===== Excerpt provided

The Seventh-day Adventist message can make a great impact on the community through our school system. Yet, our schools have been closing at an alarming rate because of low enrollment and lack of financial resources, missing the opportunity to change the world with a message of hope and wholeness. The vehicle of our church mission in the land of many opportunities is losing steam.

In his book Giving It All Away . . . and Getting It All Back Again, David Green compares his family business, Hobby Lobby, to a fruitful tree which, taken good care of by cultivating the soil around it, giving it adequate water, and spraying it as needed, yields wonderful fruit. Adventist educational institutions from elementary to colleges/universities are fruitful trees. Many of us have been the product of these wonderful trees. For some reasons, in the last 30 years, we neglected to cultivate the soil around them, to provide adequate water, and spraying them when needed. The result is that they are struggling. Some of us are crying out loudly “Let them go.”  This would mean let the mission, the vision of Adventist education in that community, die. Can we afford it?

==========
===== Records

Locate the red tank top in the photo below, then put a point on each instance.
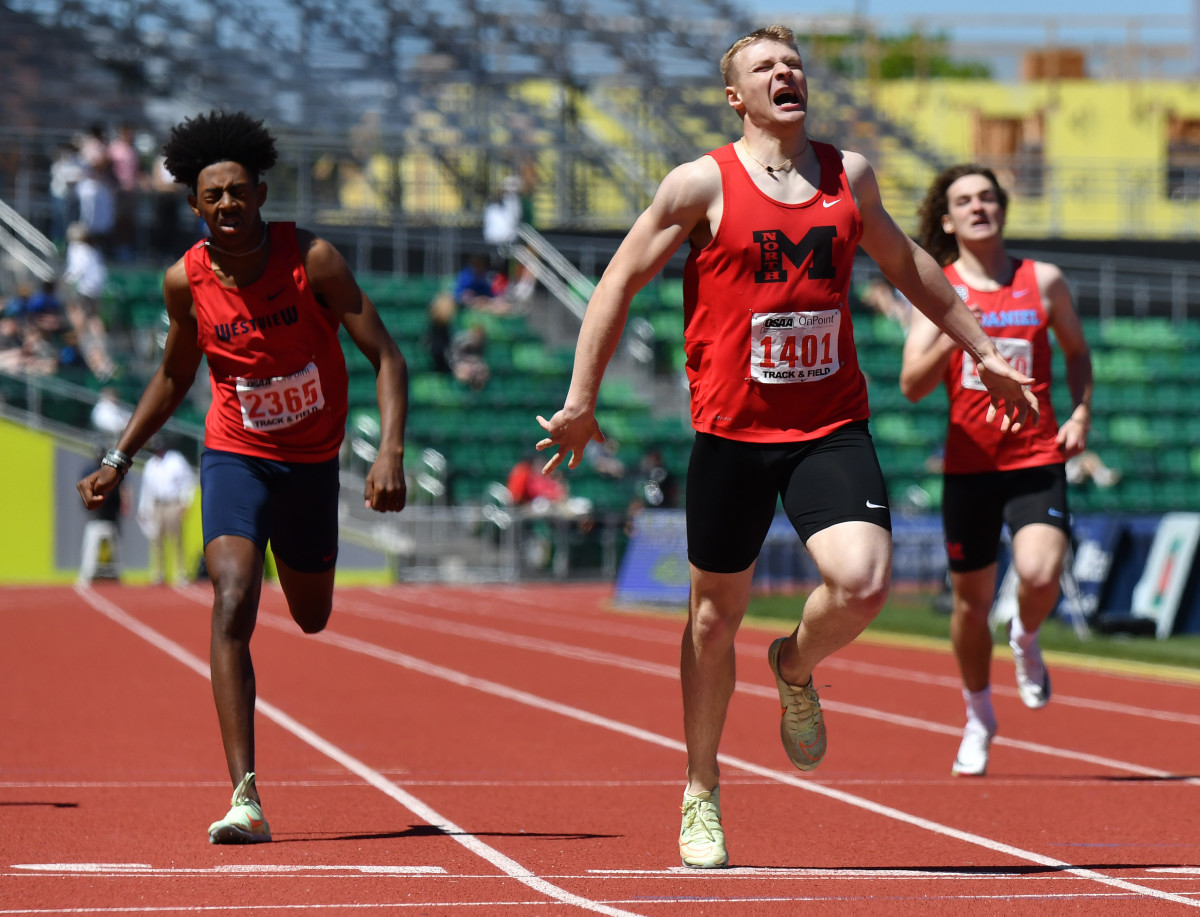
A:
(767, 329)
(1015, 319)
(275, 364)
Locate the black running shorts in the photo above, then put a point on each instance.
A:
(975, 507)
(733, 489)
(291, 504)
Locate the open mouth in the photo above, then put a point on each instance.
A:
(786, 96)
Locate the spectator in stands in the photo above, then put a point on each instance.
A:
(11, 340)
(97, 203)
(85, 276)
(989, 479)
(777, 396)
(502, 222)
(168, 485)
(270, 467)
(94, 148)
(439, 333)
(468, 357)
(127, 178)
(66, 171)
(166, 210)
(45, 309)
(480, 288)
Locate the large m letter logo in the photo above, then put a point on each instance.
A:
(774, 246)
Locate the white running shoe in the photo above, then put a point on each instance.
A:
(1032, 678)
(701, 837)
(244, 823)
(972, 757)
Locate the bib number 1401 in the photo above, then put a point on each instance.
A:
(789, 347)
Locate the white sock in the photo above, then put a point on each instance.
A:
(1019, 636)
(979, 711)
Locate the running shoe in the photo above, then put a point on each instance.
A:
(701, 837)
(1032, 678)
(972, 757)
(244, 823)
(801, 725)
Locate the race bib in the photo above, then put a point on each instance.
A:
(787, 347)
(1017, 351)
(280, 401)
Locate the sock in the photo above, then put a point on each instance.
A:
(1019, 636)
(979, 711)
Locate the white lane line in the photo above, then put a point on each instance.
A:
(427, 814)
(599, 657)
(550, 706)
(274, 907)
(534, 615)
(250, 869)
(867, 899)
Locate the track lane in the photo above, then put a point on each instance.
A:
(636, 817)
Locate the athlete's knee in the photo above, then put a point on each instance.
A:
(234, 609)
(863, 589)
(312, 618)
(713, 624)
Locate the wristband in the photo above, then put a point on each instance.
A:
(118, 460)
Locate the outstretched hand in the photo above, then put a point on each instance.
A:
(385, 489)
(1009, 391)
(570, 435)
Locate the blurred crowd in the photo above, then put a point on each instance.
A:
(58, 325)
(114, 184)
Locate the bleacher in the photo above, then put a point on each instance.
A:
(1145, 423)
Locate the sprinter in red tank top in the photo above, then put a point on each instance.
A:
(1017, 479)
(778, 401)
(263, 304)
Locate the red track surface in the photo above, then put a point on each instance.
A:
(517, 750)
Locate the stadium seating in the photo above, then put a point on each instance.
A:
(1144, 417)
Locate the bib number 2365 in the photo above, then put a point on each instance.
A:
(789, 347)
(280, 401)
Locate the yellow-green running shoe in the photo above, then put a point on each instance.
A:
(701, 835)
(244, 823)
(801, 725)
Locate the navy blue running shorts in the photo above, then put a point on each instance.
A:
(733, 489)
(976, 507)
(291, 504)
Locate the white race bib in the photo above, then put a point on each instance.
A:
(280, 401)
(789, 347)
(1017, 351)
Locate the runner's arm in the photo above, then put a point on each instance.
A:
(685, 198)
(166, 389)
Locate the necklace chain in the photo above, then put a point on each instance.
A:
(773, 169)
(210, 246)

==========

▸ **Activities**:
(a) In the excerpt on Adventist schools, which business does David Green compare to a fruitful tree?
(b) Carry on the piece about Adventist education from the point where it stops.

▸ **Written answers**:
(a) His family business, Hobby Lobby.

(b)
What would happen to our schools if we all tithed? A case study of Atlantic Union Conference

Mike Holmes (March 2016) wrote in Relevant Magazine on the topic, “What Would Happen if the Church Tithed?”  He pointed out that only 5% of U.S. Christians tithe, with 80% only giving 2% of their income. If we all tithed (10%), Christians could do more:

  • relieve global hunger, starvation, and death from preventable diseases in five years
  • eliminate illiteracy in five years
  • solve the world’s water and sanitation issues
  • fully fund all annual overseas mission work
  • additionally, leave a lot of money left over for additional ministry expansion.

Dave Ramsey, in one of his Financial Peace University classes, also says that if all evangelical Christians faithfully tithed, the Christian community can provide community services better than what the government does.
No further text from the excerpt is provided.